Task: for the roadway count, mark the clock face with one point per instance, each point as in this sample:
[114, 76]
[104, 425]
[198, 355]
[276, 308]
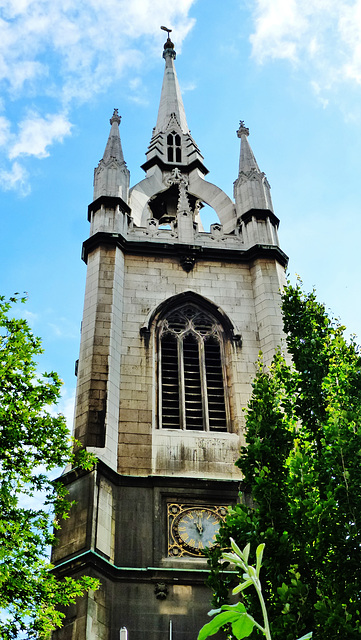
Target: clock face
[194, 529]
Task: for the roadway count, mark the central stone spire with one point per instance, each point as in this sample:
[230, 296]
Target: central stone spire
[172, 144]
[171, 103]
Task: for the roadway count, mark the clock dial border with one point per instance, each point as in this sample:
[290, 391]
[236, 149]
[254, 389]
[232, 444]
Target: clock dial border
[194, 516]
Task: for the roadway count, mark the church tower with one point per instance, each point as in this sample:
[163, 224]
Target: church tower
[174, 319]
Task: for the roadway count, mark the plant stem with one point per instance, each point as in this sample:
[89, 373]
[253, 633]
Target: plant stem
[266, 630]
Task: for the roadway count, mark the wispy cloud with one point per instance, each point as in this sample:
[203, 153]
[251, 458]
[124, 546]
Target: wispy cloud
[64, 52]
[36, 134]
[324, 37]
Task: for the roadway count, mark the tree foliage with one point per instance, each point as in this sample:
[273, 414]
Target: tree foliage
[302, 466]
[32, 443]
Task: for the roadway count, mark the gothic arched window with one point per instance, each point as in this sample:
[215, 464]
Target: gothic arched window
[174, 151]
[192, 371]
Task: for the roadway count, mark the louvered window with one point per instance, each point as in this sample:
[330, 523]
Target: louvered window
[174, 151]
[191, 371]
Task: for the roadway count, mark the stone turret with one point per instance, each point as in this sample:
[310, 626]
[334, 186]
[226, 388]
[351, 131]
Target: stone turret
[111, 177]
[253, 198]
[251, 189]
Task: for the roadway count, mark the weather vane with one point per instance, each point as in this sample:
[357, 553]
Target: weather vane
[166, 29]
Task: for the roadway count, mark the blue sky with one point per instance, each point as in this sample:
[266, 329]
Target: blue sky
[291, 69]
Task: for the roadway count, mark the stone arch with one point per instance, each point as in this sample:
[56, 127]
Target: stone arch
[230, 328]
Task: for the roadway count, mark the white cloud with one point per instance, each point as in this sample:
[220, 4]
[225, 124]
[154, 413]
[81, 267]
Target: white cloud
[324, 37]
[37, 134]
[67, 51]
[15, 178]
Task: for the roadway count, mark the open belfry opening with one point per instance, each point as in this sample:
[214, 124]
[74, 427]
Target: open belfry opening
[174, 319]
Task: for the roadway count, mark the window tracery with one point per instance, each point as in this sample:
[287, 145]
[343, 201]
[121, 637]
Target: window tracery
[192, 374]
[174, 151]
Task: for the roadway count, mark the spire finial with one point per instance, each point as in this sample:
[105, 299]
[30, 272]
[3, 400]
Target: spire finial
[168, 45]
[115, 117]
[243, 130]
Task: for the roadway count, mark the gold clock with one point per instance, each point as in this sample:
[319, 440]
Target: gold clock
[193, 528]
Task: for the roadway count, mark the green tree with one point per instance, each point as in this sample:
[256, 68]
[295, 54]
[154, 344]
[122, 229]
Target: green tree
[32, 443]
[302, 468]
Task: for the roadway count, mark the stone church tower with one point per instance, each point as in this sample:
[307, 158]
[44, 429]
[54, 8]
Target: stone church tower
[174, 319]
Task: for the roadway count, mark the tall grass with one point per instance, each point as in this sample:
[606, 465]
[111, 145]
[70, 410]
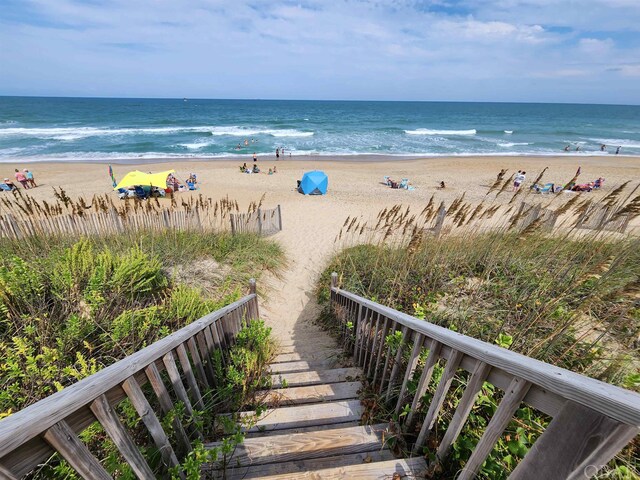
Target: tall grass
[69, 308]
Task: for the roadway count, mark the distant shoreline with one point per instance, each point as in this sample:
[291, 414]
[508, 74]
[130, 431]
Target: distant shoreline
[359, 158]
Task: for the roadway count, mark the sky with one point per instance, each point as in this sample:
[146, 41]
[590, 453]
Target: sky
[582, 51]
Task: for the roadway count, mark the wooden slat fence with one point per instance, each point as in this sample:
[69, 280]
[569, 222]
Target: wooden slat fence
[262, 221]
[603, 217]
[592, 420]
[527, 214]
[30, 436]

┄┄┄┄┄┄

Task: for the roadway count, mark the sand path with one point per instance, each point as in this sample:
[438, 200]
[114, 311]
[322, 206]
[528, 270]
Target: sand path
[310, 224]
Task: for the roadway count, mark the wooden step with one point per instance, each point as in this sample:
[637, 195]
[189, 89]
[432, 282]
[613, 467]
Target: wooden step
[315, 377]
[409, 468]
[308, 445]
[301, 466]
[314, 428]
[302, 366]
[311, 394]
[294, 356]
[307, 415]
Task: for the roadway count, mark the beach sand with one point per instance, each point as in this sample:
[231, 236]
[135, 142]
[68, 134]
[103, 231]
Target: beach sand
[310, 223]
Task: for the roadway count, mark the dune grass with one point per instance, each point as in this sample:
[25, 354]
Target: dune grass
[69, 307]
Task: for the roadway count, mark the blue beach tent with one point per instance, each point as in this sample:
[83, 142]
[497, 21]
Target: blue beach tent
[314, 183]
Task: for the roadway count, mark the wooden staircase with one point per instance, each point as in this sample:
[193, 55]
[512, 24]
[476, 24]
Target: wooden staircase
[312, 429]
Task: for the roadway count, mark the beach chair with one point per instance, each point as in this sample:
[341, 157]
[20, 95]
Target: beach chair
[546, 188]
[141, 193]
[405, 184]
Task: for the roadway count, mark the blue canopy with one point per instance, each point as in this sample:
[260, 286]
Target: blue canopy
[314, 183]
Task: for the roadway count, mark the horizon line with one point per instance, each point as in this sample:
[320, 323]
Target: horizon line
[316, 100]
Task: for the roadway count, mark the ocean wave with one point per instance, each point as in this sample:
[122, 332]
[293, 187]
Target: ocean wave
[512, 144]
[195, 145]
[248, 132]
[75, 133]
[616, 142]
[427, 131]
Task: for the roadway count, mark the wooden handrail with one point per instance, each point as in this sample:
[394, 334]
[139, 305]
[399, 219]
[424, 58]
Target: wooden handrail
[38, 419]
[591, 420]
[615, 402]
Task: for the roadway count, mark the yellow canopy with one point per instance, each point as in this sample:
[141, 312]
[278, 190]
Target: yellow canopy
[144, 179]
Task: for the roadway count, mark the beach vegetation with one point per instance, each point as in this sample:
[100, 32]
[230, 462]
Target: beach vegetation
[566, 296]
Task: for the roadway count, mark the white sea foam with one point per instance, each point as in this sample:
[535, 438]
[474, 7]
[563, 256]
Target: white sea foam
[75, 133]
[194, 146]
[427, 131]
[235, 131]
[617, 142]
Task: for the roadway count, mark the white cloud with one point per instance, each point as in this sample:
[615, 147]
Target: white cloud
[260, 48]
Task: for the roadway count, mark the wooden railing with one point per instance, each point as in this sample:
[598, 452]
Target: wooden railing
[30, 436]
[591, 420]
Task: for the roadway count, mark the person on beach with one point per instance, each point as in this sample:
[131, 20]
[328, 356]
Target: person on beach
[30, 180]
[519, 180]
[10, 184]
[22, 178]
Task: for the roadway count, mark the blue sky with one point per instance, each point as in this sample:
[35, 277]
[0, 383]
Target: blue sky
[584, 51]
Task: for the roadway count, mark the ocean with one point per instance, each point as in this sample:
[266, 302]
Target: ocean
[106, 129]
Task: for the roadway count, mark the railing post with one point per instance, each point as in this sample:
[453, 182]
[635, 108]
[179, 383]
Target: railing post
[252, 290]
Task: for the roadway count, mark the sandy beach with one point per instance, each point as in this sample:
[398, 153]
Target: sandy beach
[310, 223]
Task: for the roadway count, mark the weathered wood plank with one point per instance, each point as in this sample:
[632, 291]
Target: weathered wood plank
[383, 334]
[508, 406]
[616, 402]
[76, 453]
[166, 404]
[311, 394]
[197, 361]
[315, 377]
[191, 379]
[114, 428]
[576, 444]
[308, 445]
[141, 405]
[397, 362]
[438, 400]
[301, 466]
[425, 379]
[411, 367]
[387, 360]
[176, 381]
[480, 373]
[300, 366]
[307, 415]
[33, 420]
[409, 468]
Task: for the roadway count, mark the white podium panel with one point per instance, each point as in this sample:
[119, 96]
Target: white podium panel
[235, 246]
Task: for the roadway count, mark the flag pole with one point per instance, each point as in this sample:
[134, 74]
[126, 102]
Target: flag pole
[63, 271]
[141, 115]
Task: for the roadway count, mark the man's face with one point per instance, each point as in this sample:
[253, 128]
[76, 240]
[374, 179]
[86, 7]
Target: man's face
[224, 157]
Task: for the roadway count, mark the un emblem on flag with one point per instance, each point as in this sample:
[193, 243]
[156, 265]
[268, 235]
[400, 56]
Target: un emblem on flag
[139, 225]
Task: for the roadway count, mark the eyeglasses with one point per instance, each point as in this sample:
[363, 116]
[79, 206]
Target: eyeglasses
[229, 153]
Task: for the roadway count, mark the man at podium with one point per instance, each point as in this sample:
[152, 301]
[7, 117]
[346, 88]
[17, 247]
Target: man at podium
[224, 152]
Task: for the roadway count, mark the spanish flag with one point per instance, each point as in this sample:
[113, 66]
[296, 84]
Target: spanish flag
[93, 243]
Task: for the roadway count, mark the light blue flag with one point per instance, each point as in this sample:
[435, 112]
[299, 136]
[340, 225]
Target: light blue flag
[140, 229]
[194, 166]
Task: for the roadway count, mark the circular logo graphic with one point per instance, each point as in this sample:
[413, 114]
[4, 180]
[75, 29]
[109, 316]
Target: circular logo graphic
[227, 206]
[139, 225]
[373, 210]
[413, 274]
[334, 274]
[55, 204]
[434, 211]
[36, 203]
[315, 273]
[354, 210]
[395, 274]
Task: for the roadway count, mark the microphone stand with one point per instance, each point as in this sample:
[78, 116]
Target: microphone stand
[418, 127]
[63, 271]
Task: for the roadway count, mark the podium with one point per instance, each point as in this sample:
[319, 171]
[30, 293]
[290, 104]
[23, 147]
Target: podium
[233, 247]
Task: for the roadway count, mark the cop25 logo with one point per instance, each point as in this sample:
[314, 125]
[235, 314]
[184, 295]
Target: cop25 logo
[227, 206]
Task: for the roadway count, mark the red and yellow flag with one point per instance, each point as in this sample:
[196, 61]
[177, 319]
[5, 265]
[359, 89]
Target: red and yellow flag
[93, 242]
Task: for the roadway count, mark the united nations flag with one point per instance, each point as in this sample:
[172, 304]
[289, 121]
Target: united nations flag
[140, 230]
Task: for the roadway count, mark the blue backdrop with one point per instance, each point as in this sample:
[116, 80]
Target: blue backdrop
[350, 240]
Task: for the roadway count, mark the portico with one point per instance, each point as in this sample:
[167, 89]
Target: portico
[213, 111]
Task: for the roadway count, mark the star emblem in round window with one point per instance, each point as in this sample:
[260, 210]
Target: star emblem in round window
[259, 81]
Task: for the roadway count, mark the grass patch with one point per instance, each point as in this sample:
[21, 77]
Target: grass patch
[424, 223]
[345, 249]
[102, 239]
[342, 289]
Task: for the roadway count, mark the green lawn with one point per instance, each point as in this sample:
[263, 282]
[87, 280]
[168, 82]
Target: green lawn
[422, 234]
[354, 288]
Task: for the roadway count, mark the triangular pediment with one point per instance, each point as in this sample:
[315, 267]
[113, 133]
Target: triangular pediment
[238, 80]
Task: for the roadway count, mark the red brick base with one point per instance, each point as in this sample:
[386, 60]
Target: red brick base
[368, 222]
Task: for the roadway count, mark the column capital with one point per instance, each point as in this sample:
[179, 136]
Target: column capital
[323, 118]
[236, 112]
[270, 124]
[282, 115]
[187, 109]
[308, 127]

┄┄┄┄┄┄

● Set task: Report how many lines in the records above contain the word "vegetation", giving only the number.

● Answer: 2